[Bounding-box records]
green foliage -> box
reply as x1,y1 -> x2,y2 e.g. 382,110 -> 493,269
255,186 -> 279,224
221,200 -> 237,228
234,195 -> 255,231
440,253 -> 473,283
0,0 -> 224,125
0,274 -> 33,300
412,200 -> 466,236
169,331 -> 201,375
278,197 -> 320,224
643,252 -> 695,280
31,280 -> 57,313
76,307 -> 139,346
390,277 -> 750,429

* **Request**
Recast every line of the listing above as a Markdown table with the columns Row and Line text, leaving out any blank lines.

* **Response to this task**
| Row | Line text |
|---|---|
| 1 | green foliage -> box |
| 2 | reply as x1,y1 -> x2,y2 e.g. 382,110 -> 493,269 |
| 3 | 255,186 -> 279,224 |
| 4 | 221,200 -> 237,228 |
| 5 | 234,195 -> 255,231 |
| 6 | 440,253 -> 473,283 |
| 7 | 0,0 -> 224,125 |
| 8 | 0,274 -> 33,300 |
| 9 | 412,200 -> 466,236 |
| 10 | 169,331 -> 201,375 |
| 11 | 278,197 -> 320,224 |
| 12 | 643,252 -> 695,280 |
| 13 | 31,280 -> 57,313 |
| 14 | 76,307 -> 139,346 |
| 15 | 390,277 -> 750,429 |